→ Text to read:
WARNING: This is not reversible. Once data has been deleted, it cannot be restored.
derive.php#
Deriving performs content transformation(s) on the files in the item. The nature and scope of those transformations is too broad to list here.
The caller may specify already-derived files be removed prior to running the derive. Use the remove_derived
argument to specify a filename or a file specification, e.g.,`remove_derived=*.jpg`:code: (Original files uploaded to the item are not deleted, even if they match the file specification.)
fixer.php#
A fixer op is a miscellaneous operation being performed on the item, usually to correct an issue with it. Various fixer ops are available, each activated by including its name as an argument name. Please contact IA for more information.
make_dark.php/make_undark.php#
Darking an item is making it unavailable to any user, including the item owner. The item’s contents are unavailable to IA’s internal subsystems as well (include the Metadata API and the search engine).
A darked item may be undarked later.
Both tasks require a single argument: comment
. The caller should provide some reasonable explanation for why the item is being darked or undarked.
rename.php#
Rename the item’s identifier. A new_identifier
argument must be specified as the destination identifier.
If the new_identifier
is already present, a 409 Conflict
is returned.
WARNING: Many IA features (especially for derive.php
) rely on the files in an item to have a matching name as the item identifier itself. (For example, an item named foobar
may have an image stack named foobar_images.zip
.) rename.php
will attempt to rename item files as well, but it’s possible for certain cases to be missed.
Often a better solution is to create a new item with the desired identifier and, once ready, delete the old item.
Authorization#
The user must either have uploaded the item or have permission to edit it.
Response Value#
If success
is true
, the returned value
will include two fields:
task_id
(integer) - The task identifier of the pending task
log
(string) - A URL to the task log (written to when the task starts running)
Rate Limits#
Users are limited to the number of tasks they may submit over a period of time. Clients should be prepared to receive a 429 Too Many Requests
response, indicating the user’s threshold has been reached. The client should either report this error or sleep for a period of time before retrying.

Excerpts of annotation records

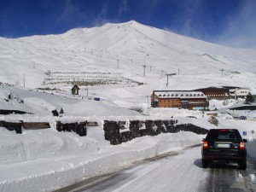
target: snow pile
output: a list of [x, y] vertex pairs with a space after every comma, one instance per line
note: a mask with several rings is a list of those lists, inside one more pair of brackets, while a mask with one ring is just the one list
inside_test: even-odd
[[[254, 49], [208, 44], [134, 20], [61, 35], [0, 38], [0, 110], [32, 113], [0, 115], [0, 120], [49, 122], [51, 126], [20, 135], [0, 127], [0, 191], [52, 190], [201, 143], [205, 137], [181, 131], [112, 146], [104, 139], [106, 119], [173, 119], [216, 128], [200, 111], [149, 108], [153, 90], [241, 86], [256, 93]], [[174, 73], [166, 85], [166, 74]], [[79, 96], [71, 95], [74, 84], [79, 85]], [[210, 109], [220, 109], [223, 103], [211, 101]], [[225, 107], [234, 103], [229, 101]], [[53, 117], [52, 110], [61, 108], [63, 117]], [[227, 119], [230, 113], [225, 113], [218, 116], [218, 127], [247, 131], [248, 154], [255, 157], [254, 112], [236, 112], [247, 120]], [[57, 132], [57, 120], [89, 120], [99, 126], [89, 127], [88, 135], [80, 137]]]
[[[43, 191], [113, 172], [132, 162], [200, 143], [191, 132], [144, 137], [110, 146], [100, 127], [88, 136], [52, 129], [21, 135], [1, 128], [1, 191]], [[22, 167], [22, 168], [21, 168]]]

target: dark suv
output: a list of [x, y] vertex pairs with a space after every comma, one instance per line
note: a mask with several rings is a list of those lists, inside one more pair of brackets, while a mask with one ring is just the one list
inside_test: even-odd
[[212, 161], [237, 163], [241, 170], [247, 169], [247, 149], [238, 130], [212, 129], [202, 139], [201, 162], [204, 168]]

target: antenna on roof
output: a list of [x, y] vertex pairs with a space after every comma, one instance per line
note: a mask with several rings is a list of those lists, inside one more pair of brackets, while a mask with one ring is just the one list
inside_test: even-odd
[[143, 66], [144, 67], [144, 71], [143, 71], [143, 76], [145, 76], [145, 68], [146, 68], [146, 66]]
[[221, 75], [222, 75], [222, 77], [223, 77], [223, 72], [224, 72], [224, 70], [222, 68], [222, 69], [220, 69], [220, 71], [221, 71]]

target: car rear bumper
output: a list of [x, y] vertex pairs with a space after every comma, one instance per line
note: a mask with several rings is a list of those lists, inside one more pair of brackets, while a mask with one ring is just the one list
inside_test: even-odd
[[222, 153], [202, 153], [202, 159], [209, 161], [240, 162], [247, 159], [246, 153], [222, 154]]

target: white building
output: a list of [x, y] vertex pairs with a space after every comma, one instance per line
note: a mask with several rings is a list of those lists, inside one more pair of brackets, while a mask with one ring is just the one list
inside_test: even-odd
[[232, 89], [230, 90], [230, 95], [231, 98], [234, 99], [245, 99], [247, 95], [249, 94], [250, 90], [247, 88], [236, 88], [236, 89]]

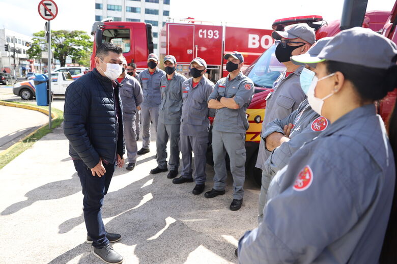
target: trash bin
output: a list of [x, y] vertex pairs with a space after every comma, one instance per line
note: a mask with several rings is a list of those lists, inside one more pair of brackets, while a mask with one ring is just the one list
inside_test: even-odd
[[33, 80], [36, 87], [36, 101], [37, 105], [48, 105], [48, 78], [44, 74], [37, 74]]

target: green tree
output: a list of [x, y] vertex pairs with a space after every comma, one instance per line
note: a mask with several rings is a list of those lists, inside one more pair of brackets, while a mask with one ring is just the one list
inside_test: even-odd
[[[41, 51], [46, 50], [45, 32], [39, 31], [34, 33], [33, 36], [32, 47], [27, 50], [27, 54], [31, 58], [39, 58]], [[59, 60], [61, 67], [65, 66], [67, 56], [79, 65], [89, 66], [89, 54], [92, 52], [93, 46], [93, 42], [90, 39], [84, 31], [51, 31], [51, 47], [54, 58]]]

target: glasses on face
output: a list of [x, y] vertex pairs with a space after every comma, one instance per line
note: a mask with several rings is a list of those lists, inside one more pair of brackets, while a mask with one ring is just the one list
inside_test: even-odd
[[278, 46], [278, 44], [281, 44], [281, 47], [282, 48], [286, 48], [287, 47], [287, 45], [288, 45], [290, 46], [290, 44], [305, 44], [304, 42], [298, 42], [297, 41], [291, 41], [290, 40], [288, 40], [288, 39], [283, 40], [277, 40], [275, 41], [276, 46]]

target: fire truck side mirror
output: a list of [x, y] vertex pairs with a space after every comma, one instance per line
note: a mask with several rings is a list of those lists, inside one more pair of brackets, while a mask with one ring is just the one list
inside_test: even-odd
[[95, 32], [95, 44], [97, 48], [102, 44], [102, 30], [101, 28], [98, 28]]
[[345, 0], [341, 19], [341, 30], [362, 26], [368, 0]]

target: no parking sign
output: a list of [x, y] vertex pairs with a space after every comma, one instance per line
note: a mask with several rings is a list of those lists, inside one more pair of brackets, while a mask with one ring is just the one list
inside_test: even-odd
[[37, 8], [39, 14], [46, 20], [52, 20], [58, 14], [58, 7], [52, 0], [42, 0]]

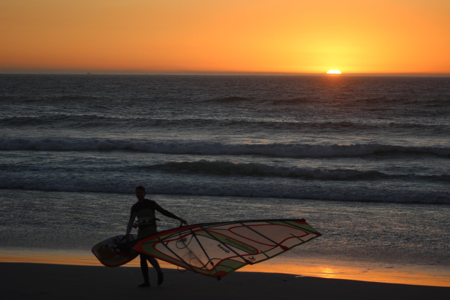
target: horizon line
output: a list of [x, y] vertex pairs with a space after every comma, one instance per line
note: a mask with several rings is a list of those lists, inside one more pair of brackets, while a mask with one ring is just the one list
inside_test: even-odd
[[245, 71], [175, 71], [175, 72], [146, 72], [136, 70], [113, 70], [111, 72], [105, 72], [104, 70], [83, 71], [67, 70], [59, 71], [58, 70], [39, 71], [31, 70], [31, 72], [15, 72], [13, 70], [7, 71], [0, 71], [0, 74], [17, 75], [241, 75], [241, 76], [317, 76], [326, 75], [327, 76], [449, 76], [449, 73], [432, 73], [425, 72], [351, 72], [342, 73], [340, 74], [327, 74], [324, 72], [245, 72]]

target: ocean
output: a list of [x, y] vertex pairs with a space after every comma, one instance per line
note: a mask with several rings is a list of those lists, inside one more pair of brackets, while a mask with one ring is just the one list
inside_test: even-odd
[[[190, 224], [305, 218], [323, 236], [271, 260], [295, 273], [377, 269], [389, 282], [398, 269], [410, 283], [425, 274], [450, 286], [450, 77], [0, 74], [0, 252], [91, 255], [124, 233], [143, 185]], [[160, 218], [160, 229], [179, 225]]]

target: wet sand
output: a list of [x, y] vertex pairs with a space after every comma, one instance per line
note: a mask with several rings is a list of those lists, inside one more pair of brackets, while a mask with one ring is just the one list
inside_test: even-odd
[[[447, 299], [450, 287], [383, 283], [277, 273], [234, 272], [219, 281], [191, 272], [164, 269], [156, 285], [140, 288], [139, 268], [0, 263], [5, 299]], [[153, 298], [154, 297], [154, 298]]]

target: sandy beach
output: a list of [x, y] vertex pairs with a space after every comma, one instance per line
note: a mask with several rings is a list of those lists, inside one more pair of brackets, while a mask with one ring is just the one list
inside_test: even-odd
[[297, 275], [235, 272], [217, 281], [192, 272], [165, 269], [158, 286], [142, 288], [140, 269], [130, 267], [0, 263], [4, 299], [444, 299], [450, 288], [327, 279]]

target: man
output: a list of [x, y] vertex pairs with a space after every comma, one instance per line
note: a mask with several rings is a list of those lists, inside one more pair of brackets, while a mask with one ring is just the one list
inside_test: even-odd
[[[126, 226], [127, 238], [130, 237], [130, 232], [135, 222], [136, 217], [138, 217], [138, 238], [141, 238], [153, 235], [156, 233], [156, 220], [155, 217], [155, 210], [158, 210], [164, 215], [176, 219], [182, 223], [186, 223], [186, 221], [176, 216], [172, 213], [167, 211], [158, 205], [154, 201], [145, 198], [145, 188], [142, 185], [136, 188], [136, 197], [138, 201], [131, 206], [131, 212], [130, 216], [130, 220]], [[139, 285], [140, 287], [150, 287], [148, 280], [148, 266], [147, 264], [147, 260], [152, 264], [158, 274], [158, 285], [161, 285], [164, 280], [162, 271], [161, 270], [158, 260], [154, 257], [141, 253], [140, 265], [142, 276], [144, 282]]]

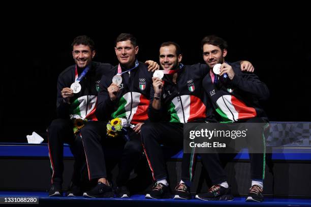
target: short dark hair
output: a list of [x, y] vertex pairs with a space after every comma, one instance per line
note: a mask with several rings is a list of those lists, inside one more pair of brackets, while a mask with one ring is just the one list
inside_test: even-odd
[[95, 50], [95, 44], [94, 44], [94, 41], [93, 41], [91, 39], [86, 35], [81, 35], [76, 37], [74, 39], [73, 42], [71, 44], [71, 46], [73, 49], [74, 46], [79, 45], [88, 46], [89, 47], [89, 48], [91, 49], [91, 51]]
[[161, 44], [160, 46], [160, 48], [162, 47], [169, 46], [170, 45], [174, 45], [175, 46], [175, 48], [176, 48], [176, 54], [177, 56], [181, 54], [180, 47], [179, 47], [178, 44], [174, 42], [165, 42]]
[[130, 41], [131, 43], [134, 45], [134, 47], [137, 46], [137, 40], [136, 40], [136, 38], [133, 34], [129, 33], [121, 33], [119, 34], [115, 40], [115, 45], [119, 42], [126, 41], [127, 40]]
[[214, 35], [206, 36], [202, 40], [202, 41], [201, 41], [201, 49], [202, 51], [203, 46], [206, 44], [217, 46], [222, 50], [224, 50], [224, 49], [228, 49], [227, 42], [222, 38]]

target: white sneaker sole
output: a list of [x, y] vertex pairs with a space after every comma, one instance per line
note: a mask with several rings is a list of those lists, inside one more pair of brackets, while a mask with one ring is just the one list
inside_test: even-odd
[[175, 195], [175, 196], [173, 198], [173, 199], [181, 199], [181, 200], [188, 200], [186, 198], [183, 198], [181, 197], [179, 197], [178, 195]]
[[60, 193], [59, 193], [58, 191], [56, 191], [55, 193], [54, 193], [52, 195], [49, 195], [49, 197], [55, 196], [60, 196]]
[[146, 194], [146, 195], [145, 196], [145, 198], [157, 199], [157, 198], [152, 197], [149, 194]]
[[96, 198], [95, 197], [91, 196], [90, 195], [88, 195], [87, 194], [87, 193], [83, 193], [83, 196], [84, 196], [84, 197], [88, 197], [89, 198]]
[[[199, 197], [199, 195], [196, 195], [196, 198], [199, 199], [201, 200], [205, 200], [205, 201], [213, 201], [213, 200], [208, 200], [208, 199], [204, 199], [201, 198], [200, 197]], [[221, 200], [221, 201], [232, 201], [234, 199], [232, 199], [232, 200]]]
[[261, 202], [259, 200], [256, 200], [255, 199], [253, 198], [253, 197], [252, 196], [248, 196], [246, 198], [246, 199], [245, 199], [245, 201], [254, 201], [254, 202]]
* * *
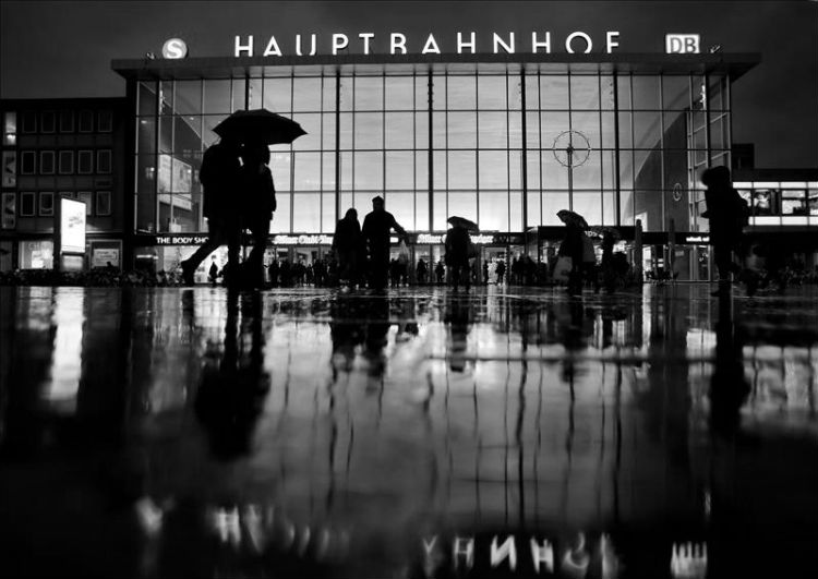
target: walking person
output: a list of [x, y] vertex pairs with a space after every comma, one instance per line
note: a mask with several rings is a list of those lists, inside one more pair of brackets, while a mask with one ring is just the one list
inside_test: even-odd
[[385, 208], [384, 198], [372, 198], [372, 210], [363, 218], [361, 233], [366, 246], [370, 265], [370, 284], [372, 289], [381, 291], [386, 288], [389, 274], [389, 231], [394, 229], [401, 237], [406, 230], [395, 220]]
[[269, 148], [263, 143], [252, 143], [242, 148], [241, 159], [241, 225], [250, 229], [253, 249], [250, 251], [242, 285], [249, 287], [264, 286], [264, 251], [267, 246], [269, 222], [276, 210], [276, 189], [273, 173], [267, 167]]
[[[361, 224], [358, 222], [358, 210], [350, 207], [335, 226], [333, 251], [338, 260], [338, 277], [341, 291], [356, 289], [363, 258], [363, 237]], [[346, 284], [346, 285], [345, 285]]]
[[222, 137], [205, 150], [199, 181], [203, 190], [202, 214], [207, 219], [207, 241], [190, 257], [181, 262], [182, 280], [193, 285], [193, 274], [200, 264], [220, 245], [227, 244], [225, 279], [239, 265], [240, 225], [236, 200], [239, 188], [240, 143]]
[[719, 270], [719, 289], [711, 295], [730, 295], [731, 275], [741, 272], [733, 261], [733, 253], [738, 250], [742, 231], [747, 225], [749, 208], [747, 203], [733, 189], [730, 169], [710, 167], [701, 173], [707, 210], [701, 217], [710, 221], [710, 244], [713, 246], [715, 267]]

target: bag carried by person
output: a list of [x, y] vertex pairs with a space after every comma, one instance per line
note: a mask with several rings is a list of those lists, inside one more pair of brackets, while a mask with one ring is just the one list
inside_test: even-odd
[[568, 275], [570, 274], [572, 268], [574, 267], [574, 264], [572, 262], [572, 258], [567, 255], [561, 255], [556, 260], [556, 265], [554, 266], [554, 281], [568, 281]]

→ Tasks and exercises:
[1] Name every PHP script file mentioned in the item-tasks documentation.
[2] Reproduce word for word the part of the item-tasks documentation that opens with the words containing "rename.php#" and closes with "to edit it.".
[3] Resume the item-tasks documentation, picking up right after its final sentence.

→ Written responses:
[1] derive.php, fixer.php, make_dark.php, make_undark.php, rename.php

[2]
rename.php#
Rename the item’s identifier. A new_identifier
argument must be specified as the destination identifier.
If the new_identifier
is already present, a 409 Conflict
is returned.
WARNING: Many IA features (especially for derive.php
) rely on the files in an item to have a matching name as the item identifier itself. (For example, an item named foobar
may have an image stack named foobar_images.zip
.) rename.php
will attempt to rename item files as well, but it’s possible for certain cases to be missed.
Often a better solution is to create a new item with the desired identifier and, once ready, delete the old item.
Authorization#
The user must either have uploaded the item or have permission to edit it.

[3]
The server may return a Retry-After
header with the response. The client may use this value as a suggestion for the amount of time to pause.
Rate limit reporting#
Tasks API may be queried for the client’s current threshold and active task counts. Limits are determined per-task-type.
The client should use GET
with two query values: rate_limits=1
and cmd=<cmd>.php
. The server will respond with the user’s current task limit, the number of inflight tasks for that command (tasks queued plus tasks running), and the number of tasks for that command currently blocked by OFFLINE nodes (indicating the server is unavailable or in service).
Note that IA may adjust rate limiting thresholds and policies at any time.
Rerunning a task#
If a task fails (wait_admin
of 2 or “red”), the user may rerun the task. This is useful if the task failed due to a transient error (network failure, etc.)
Request Entity#
As with task submission, PUT
expects a JSON entity describing which task to rerun. The supplied JSON object should have the following fields:
op
(string) - ‘rerun’
task_id
(int) - Task identifier
Response Value#
If success
is true
, the returned value
will be a JSON object with the task identifier (as a string, not an integer) and the item identifier. (This format is used in case support for multiple task reruns is included in the future.)
Examples#
These examples show HTTP request and responses with extraneous headers trimmed.
In these examples although the entity may be compressed, the uncompressed data is shown.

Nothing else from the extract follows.